Extract provided
==================================================
I've heard Arnold Fruchtenbaum refer to some passages in the Talmud where a name has been removed and there's some speculation that may have been Paul but we have no way to verify that.  I wouldn't hang my hat on that too much but it's interesting information to be aware of.  So Paul says he studied at the feet of Gamaliel.  He is his prize student, the number one apple polisher in Gamaliel's class, far and beyond the greatest rabbinical student of that generation.  No one could touch him.  He was absolutely brilliant.  Anyone who studies Paul, whether you're a believer or not, [I have read conservative Jewish scholars looking at the New Testament in terms of its Jewish background come to the same conclusion] that whether you agree or disagree with the Apostle Paul his writing are among the most erudite, the most logically rigorous of all writings in the ancient world.  They cannot be simply dismissed or diminished lightly.  He says he was taught under the 'strictness of our fathers'.  So we see that he has a rigorous view of the interpretation of the text, and the Law, and he's zealous or passionate toward God.
==================================================
Extracted information
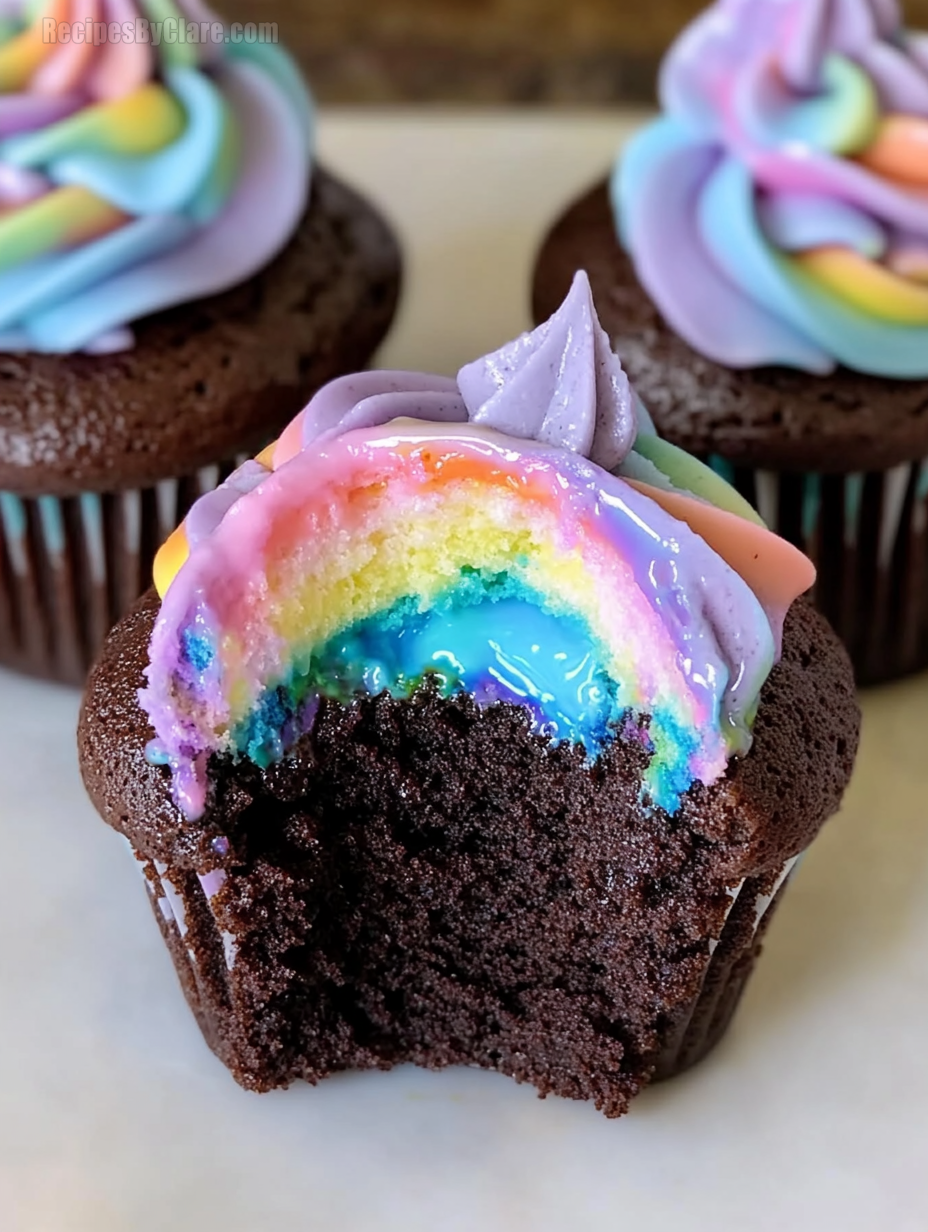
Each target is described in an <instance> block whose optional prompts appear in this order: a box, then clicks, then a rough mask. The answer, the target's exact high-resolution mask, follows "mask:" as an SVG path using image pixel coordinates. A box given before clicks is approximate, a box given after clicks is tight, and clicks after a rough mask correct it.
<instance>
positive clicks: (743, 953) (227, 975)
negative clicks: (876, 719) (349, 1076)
==================================================
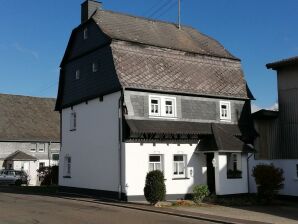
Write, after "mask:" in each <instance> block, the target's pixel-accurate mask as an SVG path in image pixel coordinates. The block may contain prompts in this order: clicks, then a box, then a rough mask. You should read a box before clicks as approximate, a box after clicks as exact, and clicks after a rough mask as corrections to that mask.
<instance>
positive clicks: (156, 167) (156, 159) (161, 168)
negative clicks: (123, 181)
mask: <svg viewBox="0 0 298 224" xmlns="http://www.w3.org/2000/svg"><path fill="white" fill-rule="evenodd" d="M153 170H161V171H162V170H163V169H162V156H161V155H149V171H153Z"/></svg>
==================================================
What you should do
Pick up the passage on Paul's rabbinic training under Gamaliel and continue it from its last sentence.

Result of this exercise
I pointed this out last week.  There is evidence that he, at his core, is positive toward God.  Like many people who may be positive at an early age, because we all have a sin nature, go off the rails and get trapped in suppression of truth and unrighteousness so that for all practical purposes our observance of them is that they're the last person in the world who would ever, ever become a passionate disciple of Jesus Christ.  That's wrong on our part because up until five minutes before Jesus appeared to the Apostle Paul on the road to Damascus, anyone of us would have written him off. 

This guy is so hostile.  He is Adolph Hitler personified in his hatred and antagonism toward Christians.  Yet in an instant he does a 180 because when Jesus Christ appears to him in the light, he saw the truth for what it was and responded positively.  If you know somebody who's really hostile to the Gospel, that may just be their defensive mechanism to try to cover up something that makes them very uncomfortable thinking they may be a little positive, so you never know.  It's in the Lord's hands.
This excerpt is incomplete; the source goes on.